◆ Görev tanımı ◆
Aşağıdaki kayıtların ilk satırından başlayıp "column 411, row 186" bulunan satırı da alarak orada durun ve bu satırları, boş olanları atlayarak her satıra bir dize düşecek biçimde JSON listesi olarak biçimlendirin. Resimleri cevaba almayın.

◆ Nokta işaretleme verilerinden alıntılar ◆
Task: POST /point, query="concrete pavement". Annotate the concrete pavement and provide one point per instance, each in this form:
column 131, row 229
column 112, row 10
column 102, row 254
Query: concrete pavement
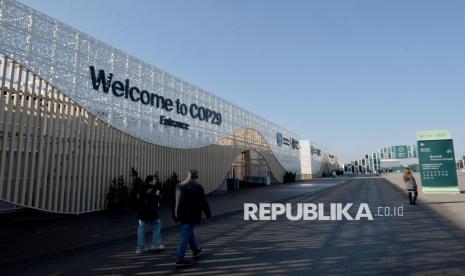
column 417, row 243
column 451, row 206
column 30, row 235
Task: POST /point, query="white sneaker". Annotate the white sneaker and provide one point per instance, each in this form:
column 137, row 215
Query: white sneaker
column 154, row 248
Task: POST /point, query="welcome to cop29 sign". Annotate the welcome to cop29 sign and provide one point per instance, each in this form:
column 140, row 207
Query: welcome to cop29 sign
column 124, row 90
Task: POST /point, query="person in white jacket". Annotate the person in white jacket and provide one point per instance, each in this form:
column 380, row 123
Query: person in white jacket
column 411, row 186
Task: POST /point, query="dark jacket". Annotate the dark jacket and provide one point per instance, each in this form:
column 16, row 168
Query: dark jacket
column 147, row 203
column 411, row 184
column 190, row 203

◆ Sorunun cevabı ◆
[
  "Task: POST /point, query=\"concrete pavement\". Annotate the concrete pavement and provide one point per instance, each in this form:",
  "column 131, row 229",
  "column 112, row 10",
  "column 102, row 254",
  "Query: concrete pavement",
  "column 417, row 243",
  "column 451, row 206",
  "column 30, row 235",
  "Task: POST /point, query=\"white sneaker\". Annotate the white sneaker and provide one point per instance, each in this form:",
  "column 137, row 215",
  "Query: white sneaker",
  "column 154, row 248",
  "Task: POST /point, query=\"welcome to cop29 sign\". Annotate the welcome to cop29 sign and provide one point per instance, each in this form:",
  "column 140, row 207",
  "Query: welcome to cop29 sign",
  "column 124, row 90",
  "Task: POST /point, query=\"person in white jacket\". Annotate the person in white jacket and provide one point per instance, each in this form:",
  "column 380, row 123",
  "Query: person in white jacket",
  "column 411, row 186"
]